- _Task requirements_
All entries must come back exactly as given, with no pictures in the copy.

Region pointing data

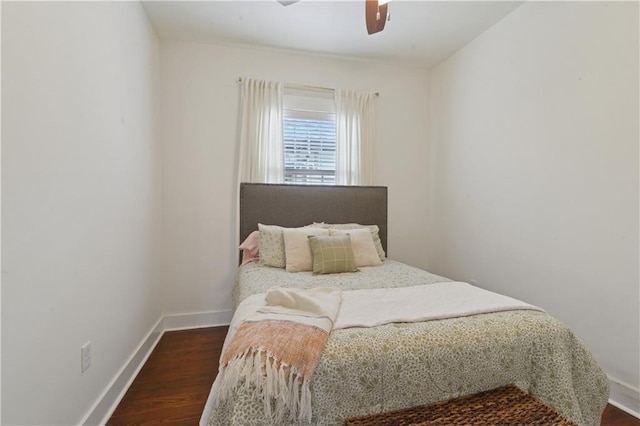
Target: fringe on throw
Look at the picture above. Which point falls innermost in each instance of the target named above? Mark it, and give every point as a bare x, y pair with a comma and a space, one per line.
282, 388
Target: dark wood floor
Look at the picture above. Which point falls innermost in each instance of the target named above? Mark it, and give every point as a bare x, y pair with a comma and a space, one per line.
174, 384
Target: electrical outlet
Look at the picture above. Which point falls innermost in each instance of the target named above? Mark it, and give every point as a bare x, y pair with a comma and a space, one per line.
85, 356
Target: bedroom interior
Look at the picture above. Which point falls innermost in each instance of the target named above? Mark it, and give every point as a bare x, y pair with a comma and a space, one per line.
510, 154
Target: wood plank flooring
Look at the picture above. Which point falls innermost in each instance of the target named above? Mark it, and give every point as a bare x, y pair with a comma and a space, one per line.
173, 385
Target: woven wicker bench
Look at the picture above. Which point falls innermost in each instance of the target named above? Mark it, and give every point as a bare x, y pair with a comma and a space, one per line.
507, 405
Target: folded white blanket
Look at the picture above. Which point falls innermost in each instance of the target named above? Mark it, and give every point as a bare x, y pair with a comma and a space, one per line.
373, 307
317, 307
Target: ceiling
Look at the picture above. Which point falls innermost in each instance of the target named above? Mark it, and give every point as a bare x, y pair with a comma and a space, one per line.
420, 33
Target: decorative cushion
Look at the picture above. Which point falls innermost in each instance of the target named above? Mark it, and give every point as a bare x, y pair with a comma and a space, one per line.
332, 255
296, 247
375, 234
362, 244
250, 248
271, 246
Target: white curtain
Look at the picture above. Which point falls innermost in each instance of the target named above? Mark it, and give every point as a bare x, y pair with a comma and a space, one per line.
355, 137
261, 149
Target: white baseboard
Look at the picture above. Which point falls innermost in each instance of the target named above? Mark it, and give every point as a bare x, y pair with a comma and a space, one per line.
625, 397
106, 404
196, 320
108, 401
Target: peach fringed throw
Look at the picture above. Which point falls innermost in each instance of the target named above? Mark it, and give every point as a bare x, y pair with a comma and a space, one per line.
276, 350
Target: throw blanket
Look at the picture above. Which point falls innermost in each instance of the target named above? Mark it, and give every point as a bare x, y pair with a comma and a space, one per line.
277, 348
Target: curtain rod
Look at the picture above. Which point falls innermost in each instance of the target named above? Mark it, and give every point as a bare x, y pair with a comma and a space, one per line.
307, 86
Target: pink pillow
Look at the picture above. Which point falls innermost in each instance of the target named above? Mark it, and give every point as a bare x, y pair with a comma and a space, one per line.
250, 247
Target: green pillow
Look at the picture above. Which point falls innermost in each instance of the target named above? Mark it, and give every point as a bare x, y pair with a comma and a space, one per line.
332, 255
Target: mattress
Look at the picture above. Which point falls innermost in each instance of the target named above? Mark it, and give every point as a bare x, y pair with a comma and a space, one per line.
394, 366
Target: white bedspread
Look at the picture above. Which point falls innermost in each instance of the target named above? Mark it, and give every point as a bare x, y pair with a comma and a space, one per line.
373, 307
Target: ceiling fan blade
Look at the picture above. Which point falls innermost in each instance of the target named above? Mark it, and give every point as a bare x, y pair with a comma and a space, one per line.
376, 15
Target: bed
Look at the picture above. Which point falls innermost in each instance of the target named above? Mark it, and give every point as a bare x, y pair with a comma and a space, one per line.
367, 370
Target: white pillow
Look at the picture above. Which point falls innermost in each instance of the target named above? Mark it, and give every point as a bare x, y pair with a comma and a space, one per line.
297, 250
362, 244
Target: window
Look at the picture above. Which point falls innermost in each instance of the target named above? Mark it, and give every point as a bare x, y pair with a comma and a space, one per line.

- _Answer box_
Target: fringe on throw
Look at the picture above. Which point falls innermost in each instance of the target named above? Mark it, and give every point as a bare x, y pair with a comma and a space, one per line.
282, 388
Target: dark wood floor
Look at the picture above. Which point falls innermost in each instance of the target named above? Mark it, and give every point as a bare x, y pair with a comma and a space, one per line.
174, 384
Target: electrical outlet
Look at the picture above. Which point falls innermost in each instance of the target named above? Mark it, and give every point as a bare x, y pair with a comma and a space, one per line.
85, 356
Target: bedroom interior
Look at the picture above. Which point falls innermost in each instance of the target named above? Mark it, and give every point as a bare x, y pair with a comma and a space, one per line.
510, 154
Target: wood plank flooring
Look at the picture above. Which point falls innermost in each instance of the target named above? Mark it, and give every point as a bare x, y pair with a comma and a space, one per line.
173, 385
Target: woven wicker bench
Look at the picture above. Which point falls innermost in each instance of the target named above? Mark it, and give every point as a bare x, y pair with a comma and a space, one per line.
507, 405
Target: folded white blanket
Look at the picture above. Which point falls innermost in each instance of the target named above? Mark it, and give every point as a bare x, y pair with a comma and a space, one per line.
373, 307
317, 307
Target: ceiling
Look at the picture above. Which point falls innermost in each instance of the target named above? Mark it, and give every point as a bare x, y pair with a comma and a space, one per line.
420, 33
Target: decorative cushion
Look at the picture above. Which point falls innermost in each instance of the target named above? Mark it, and give every point as a bare x, y pair with a comma and a space, one per line.
332, 255
296, 247
375, 234
362, 244
250, 248
271, 246
Target: white curtain
Look at the picture above. Which point falls innermost in each instance of the target named above? Mark it, and give every point as a bare x, y pair with a comma and a space, one per line.
355, 137
261, 149
Target: white baseboard
Look at the picture above. Which point falls innermost in each instance of the target named above? Mark it, and give every point as a bare x, y pair with a comma and a space, one per line.
625, 397
106, 404
196, 320
108, 401
Target: peach fringed throw
Look at the picture above. Which point falls innermost in each instance of the target named above? Mark it, and give every point as a bare x, y pair with a comma and a space, one per line.
276, 350
Target: throw blanket
Look at the picture above. Which point falls innermost in each instance of the target named above? Mark it, and give every point as a bare x, y pair with a comma and a space, one per line.
277, 348
Target: curtain rod
Look at the picture above. Which point falls innermost in each instance of the target named above? Mark it, and give every point as a bare x, y pair with a comma and a space, one per line.
307, 86
Target: pink pillow
Look at the picture above. Which point falls innermost in each instance of the target named above? Mark it, and give every point as a bare x, y pair with a comma and a space, one per line.
250, 247
Target: green pillow
Look at the picture above. Which point falls innermost in each instance of the target named above? Mark it, and give every point as a bare x, y pair with a comma and a space, one per line.
332, 255
Target: mattress
Look at the picture above. Which point falls innermost in each instance of the target named above? Mark it, and give every point as a bare x, y pair with a comma and a space, one per line.
394, 366
Target: white bedspread
Look at the picture above. Which point falls innermost in each instance of the target named above? Mark it, and give every point as a bare x, y pair with a comma and a space, one per line.
373, 307
Target: ceiling fan blade
Look at the picture above. Which point falls innermost in each instance of the target named above? Mark it, and give every point as a bare x, y pair with a comma and a space, one per line.
376, 15
Target: bed
Look at the picture above. Which point falls innermost in each instance of the target named above? Mark it, and give every point as a bare x, y pair with a comma and a space, one per line.
367, 370
Target: white pillow
Look at the picture above. Which point falls innermost in each instance of the target named above? Mark it, and give every point as a bare x, y pair with a comma and a space, one per line.
297, 250
362, 244
Target: window
Look at the picture above. Which point falls innermost in each instance of the target named above? Mark it, and give every point as a bare x, y pair with a comma and a space, one per line.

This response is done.